Exercise objective:
Please copy the data below, starting with the line that contains "[pin] woman (one" and going on through the end of the data, and give only those lines, requests included. Multiply each pin coordinate in the answers by 0.35 and round to whole numbers, halves up, leaving the numbers in the requests and their format samples unchanged.

Source data:
┄┄┄┄┄┄┄┄┄┄

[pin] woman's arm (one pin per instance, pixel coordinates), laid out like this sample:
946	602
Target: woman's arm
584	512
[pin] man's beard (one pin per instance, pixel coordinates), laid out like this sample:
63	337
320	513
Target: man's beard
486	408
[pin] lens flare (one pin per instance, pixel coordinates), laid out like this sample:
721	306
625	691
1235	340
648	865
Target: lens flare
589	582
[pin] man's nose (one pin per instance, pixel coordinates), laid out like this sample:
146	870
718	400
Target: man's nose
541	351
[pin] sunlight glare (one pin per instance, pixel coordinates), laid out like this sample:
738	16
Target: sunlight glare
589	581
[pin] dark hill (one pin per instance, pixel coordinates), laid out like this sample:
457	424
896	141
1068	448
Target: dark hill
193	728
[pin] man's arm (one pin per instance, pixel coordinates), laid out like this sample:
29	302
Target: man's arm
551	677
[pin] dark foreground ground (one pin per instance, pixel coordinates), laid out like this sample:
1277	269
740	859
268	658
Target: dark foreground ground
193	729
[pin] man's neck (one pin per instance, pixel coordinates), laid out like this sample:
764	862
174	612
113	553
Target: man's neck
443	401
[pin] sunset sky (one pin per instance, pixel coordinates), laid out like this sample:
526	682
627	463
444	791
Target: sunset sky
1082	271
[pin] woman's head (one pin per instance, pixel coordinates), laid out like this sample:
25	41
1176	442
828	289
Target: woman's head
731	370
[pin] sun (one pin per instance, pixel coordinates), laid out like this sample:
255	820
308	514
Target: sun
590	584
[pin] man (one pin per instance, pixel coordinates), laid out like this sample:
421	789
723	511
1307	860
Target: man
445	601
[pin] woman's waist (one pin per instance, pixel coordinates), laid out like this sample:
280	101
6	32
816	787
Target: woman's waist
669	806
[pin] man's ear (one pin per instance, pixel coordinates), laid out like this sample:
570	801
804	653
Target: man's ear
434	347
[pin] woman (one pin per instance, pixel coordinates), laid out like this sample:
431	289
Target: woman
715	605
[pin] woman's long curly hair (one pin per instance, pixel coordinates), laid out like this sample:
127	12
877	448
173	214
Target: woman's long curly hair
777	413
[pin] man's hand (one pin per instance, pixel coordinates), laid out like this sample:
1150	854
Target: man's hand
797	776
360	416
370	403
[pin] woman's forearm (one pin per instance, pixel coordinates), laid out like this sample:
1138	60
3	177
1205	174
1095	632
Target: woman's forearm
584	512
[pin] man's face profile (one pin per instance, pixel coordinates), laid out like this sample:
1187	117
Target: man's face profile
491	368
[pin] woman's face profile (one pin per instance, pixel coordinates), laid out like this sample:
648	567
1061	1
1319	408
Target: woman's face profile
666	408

┄┄┄┄┄┄┄┄┄┄

Task solution:
[pin] woman (one pin per instance, pixel coordinates), laid out like this sample:
431	289
Target: woman
250	212
[pin] woman's long curly hair (one pin per instance, pixel coordinates), laid out like this sample:
127	12
877	448
173	214
Target: woman's long curly hair
272	145
[pin] man's hand (one pin per instance, pixel coordinates), laid out like this sample:
1150	854
Target: man's hand
279	272
126	146
130	141
[pin] woman's forearm (one pin per instance, pixel coordinates), laid out like this sample:
1138	60
3	177
1205	174
1095	632
Target: woman's forearm
204	179
[pin] man's face profile (one pin per instance, pixel coordinates), laid out like this sample:
1187	117
Target: man's face profile
172	129
[pin] woman's face profile (one pin per instance, pixel coordinates), laid out like this sample:
648	567
1061	1
1319	408
Target: woman's face profile
233	143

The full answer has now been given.